start Dataset records
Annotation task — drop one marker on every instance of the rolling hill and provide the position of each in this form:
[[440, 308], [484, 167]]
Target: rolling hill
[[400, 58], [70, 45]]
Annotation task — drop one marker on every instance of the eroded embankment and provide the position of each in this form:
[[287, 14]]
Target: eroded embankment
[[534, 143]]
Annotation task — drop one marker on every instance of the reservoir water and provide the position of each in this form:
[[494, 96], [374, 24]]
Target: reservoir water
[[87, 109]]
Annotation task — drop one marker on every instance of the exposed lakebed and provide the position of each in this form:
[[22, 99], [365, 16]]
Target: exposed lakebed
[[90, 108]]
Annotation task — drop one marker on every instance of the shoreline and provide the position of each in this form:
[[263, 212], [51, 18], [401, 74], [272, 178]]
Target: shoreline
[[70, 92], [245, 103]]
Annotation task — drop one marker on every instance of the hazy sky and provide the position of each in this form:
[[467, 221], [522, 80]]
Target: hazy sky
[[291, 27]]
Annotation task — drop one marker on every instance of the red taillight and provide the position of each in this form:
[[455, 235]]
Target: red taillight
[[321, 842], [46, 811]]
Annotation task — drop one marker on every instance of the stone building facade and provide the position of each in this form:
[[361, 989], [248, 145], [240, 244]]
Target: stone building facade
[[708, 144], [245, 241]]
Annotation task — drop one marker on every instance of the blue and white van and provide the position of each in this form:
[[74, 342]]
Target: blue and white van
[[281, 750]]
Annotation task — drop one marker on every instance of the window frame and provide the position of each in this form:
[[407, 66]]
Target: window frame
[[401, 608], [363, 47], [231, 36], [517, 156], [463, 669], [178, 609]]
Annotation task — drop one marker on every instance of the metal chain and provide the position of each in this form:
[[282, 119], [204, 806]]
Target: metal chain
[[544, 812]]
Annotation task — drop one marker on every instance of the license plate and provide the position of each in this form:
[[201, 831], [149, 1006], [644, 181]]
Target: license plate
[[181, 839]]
end Dataset records
Can you give the data above again with "drop one marker" swapped for "place a single pin" everywhere and every other part unchanged?

[Exercise answer]:
Annotation task — place a single pin on every instance of the rolling hill and provide the position of each in this form:
[[440, 308], [484, 167]]
Target: rolling hill
[[400, 58], [70, 45]]
Annotation task — place a single pin on every instance of the eroded embankment and provide the position of each in this form:
[[287, 14]]
Target: eroded embankment
[[534, 143]]
Annotation task — place a single pin on every instance of the reservoir water and provide the position of each in this form:
[[494, 96], [374, 24]]
Target: reservoir water
[[87, 109]]
Annotation task — place a single pin on every instance of the exposed lakebed and provide the position of each in this form:
[[22, 99], [365, 16]]
Target: exposed lakebed
[[90, 108]]
Annotation task — place a single pin on every instance of the shoreline and provide the position of each in this form:
[[263, 212], [51, 18], [401, 74], [272, 178]]
Target: shoreline
[[70, 92], [245, 103]]
Annotation task — place a single pin on every instance of the hazy sky and provide the position of each in this form:
[[467, 221], [522, 80]]
Target: hazy sky
[[291, 27]]
Annotation task — place a single pin on every instance of the red taillight and provide the position of each in this form:
[[455, 235]]
Target: red taillight
[[321, 842], [46, 811]]
Annotation task — place a single pin on every instance of the stone building facade and provide the position of each in this form:
[[361, 989], [248, 145], [240, 244]]
Target: stone building facade
[[708, 144], [245, 241]]
Annotation task — place a single pin on every instance of the blue and white van and provide the position of each in this form:
[[74, 342]]
Target: blue and white van
[[281, 750]]
Annotation task — place a single pin on every instance of the window frame and provide the position of each in this form:
[[407, 66]]
Target: window frame
[[401, 608], [363, 47], [231, 36], [517, 156], [463, 669], [178, 609]]
Annotation task — place a single pin on every instance of the metal chain and provide the position of each in this form:
[[282, 119], [204, 806]]
Target: metal chain
[[544, 812]]
Annotation task — place a single pin on every instance of the license plate and provide the position of each in this form:
[[201, 831], [149, 1006], [644, 181]]
Target: license plate
[[181, 839]]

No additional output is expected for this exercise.